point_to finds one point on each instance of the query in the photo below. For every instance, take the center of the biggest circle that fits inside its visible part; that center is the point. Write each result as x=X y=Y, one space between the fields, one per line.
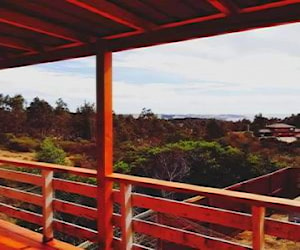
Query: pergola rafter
x=70 y=31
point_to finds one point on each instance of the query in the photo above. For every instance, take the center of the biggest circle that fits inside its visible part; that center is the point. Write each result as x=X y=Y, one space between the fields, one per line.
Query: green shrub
x=23 y=144
x=49 y=152
x=83 y=147
x=83 y=161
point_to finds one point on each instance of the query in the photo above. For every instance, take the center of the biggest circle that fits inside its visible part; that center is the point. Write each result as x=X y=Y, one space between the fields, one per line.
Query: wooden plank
x=21 y=214
x=252 y=20
x=75 y=230
x=48 y=195
x=36 y=25
x=49 y=166
x=282 y=229
x=84 y=189
x=126 y=217
x=252 y=199
x=21 y=195
x=114 y=13
x=258 y=231
x=75 y=209
x=246 y=21
x=104 y=141
x=20 y=177
x=225 y=6
x=15 y=43
x=183 y=237
x=193 y=211
x=262 y=7
x=13 y=237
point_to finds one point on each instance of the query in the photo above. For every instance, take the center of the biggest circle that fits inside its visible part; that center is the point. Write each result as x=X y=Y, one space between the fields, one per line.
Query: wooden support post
x=47 y=205
x=104 y=134
x=126 y=216
x=258 y=220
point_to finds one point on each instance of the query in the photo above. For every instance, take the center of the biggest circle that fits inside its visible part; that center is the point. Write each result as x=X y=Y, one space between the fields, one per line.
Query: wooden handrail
x=251 y=199
x=48 y=166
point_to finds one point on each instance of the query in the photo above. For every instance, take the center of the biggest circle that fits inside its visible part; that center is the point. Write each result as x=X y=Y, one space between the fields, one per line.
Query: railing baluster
x=126 y=217
x=258 y=231
x=47 y=205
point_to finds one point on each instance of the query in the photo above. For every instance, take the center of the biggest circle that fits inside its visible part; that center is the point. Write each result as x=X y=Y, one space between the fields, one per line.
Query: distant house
x=280 y=131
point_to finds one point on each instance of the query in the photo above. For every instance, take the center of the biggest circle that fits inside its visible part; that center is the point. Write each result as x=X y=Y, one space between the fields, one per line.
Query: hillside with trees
x=199 y=151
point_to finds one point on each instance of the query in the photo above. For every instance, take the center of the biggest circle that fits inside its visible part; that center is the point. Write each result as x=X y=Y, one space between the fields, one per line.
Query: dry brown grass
x=17 y=155
x=271 y=243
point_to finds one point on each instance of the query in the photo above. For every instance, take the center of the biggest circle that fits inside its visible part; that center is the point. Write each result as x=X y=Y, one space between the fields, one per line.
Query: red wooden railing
x=127 y=223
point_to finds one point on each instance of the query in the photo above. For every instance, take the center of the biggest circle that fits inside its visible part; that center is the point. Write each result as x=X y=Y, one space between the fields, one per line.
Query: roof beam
x=36 y=25
x=15 y=43
x=114 y=13
x=269 y=5
x=225 y=6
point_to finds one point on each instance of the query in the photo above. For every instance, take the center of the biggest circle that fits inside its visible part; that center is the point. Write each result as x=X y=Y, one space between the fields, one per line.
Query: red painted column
x=104 y=147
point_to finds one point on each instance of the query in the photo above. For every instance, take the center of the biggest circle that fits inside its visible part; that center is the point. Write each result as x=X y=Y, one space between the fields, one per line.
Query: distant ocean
x=224 y=117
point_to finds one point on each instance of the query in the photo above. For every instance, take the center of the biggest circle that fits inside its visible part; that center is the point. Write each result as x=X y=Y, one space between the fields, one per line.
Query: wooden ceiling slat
x=114 y=13
x=36 y=25
x=269 y=5
x=141 y=8
x=212 y=23
x=225 y=6
x=173 y=8
x=15 y=43
x=45 y=13
x=270 y=17
x=203 y=5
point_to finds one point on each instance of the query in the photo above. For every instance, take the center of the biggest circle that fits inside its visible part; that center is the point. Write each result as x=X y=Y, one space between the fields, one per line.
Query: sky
x=250 y=72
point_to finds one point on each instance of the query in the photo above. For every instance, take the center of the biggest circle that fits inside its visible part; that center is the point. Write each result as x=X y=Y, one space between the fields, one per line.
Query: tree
x=40 y=117
x=258 y=123
x=50 y=153
x=62 y=119
x=84 y=121
x=214 y=130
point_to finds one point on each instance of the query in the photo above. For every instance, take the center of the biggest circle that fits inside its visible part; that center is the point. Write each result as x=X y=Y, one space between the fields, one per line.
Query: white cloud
x=250 y=72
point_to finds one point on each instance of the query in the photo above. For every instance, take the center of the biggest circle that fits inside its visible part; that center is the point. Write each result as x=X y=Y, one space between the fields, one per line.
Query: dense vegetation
x=200 y=151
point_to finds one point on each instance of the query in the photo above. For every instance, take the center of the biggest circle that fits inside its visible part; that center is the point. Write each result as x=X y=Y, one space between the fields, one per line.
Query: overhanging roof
x=36 y=31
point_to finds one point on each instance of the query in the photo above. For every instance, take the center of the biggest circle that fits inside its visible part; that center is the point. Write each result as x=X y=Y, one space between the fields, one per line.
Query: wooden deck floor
x=14 y=237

PROBLEM ::
Copy out the records above in full, exactly as written, but not the pictures.

THE COMPLETED TASK ::
point_to finds one point on each instance of the query in the photo below. For every instance, take the center of the biggest circle that fits inside its visible part; that center is the point. Write each result as x=X y=Y, one space between the fields, one per line.
Query: pergola rafter
x=70 y=31
point_to finds one point on each instance of the query in the photo above. For every instance, take the center of the biggest circle that fits inside its visible part; that center is the point. Write each result as x=X y=Y, one space between the fields, one per line.
Query: green shrub
x=23 y=144
x=49 y=152
x=83 y=147
x=83 y=161
point_to finds one point on each instance of the query in the photo above. For every instance, take the center of the biggest circle that fits inside its visible part; that center is the point. Write each result as x=X y=Y, one space between the fields, one per line.
Query: wooden plank
x=21 y=214
x=252 y=20
x=75 y=230
x=48 y=195
x=36 y=25
x=49 y=166
x=282 y=229
x=84 y=189
x=126 y=217
x=252 y=199
x=21 y=195
x=114 y=13
x=258 y=231
x=75 y=209
x=246 y=21
x=104 y=141
x=20 y=177
x=225 y=6
x=15 y=43
x=183 y=237
x=193 y=211
x=262 y=7
x=13 y=237
point_to finds one point on each instance of the query in the photo above. For every instance, take the center of the biggest circle that fits inside its visible part; that center is the point. Write each result as x=X y=Y, one space between the fields, one per line.
Query: wooden support post
x=47 y=205
x=104 y=134
x=126 y=216
x=258 y=220
point_to finds one point on each instance of the query in the photo above. For every instance, take the center of the biggest circle that fits inside its visible part; that center is the point. Write each result as x=X y=Y, one space between the fields, one per line.
Query: wooden handrail
x=251 y=199
x=48 y=166
point_to finds one point on each instance of the query in the photo above. For every instance, take the center of the biggest circle that fits inside its visible part; that center is the point. Write each result as x=X y=Y, one space between the fields, one per line.
Query: railing baluster
x=126 y=217
x=258 y=231
x=47 y=205
point_to finds one point on each instance of the query in the photo above. For every instance, take the center of the biggest circle that fits inside its visible part; that center is the point. Write each result as x=X y=Y, one space between the fields, one per line.
Query: distant house
x=280 y=131
point_to finds one point on each instance of the query in the photo above. For every instance, take the center of the biggest circle that fits inside its visible part; that center is the point. Write each result as x=X y=Y, one space between the fields, one per line.
Query: hillside with trees
x=199 y=151
point_to finds one point on each instance of the query in the photo above. For every instance, take the center of the biggest circle that fits inside its visible part; that center is the point. Write each result as x=X y=Y, one space between the fields, one per line.
Query: dry brown grass
x=17 y=155
x=271 y=243
point_to finds one point on each instance of the query in the photo above. For every instance, take the center of the biggest circle that fits inside its visible part; that center is the point. Write each result as x=X y=Y, one space between the fields, one per line.
Query: red wooden railing
x=127 y=223
point_to finds one point on each instance of the query in the photo above. For every instance, take the center of the biggest circle that fits inside its visible part; that center is the point. Write each result as x=X y=Y, one space between the fields, one per line.
Query: roof beam
x=36 y=25
x=15 y=43
x=114 y=13
x=269 y=5
x=225 y=6
point_to finds one point on each instance of the query in the photo above. For every instance, take the center of the biggest circle that fits inside its visible part; that center is the point. Write each result as x=X y=Y, one space between the fields, one per line.
Query: red painted column
x=104 y=147
point_to finds one point on each instance of the query in the photo above. For every instance, take the center of the biggest circle that fits inside its visible part; that center is the point. Write each result as x=X y=Y, one space between the fields, one per line.
Query: distant ocean
x=224 y=117
point_to finds one point on each instance of the query in the photo above. For every instance, take the center of the biggest circle that fits inside its visible part; that center is the point. Write each result as x=X y=Y, one space between the fields, one per line.
Query: wooden ceiling slat
x=114 y=13
x=36 y=25
x=269 y=5
x=141 y=8
x=212 y=23
x=225 y=6
x=173 y=8
x=15 y=43
x=45 y=13
x=270 y=17
x=203 y=5
point_to finds one point on each instance of the query in the photo above. For every instance, take the center of the biggest circle that fits inside its visible part; that center is the point. Write each result as x=X y=Y, one space between the fields, one per line.
Query: sky
x=250 y=72
point_to finds one point on each instance of the query in the photo above. For every instance, take the center of the biggest circle that fits inside its visible part; that center is the point. Write each result as x=X y=Y, one space between the fields, one per line.
Query: tree
x=40 y=117
x=258 y=123
x=50 y=153
x=62 y=119
x=84 y=121
x=214 y=130
point_to finds one point on each instance of the query in the photo above. For every instance, take the center of the biggest circle that fits inside its visible part; that center is the point. Write each result as x=X y=Y, one space between the fields, one per line.
Query: white cloud
x=250 y=72
point_to finds one point on each instance of the query in the photo above. For every instance, take the center of the biggest circle that fits inside its visible part; that center is the point. Write each result as x=X y=Y, one space between the fields, one per line.
Query: dense vegetation
x=200 y=151
point_to finds one point on each instance of the query in the photo above. For every instance, take the center of the biggest circle that fits inside its visible part; that center is the point. Write each result as x=X y=Y, one space between the fields, one per line.
Query: overhanging roof
x=36 y=31
point_to finds one point on each instance of the query in the photo above. For every instance, take the center of the biggest circle that fits inside its visible part; that center is the point. Write each result as x=X y=Y, one space between the fields, one per line.
Query: wooden deck floor
x=14 y=237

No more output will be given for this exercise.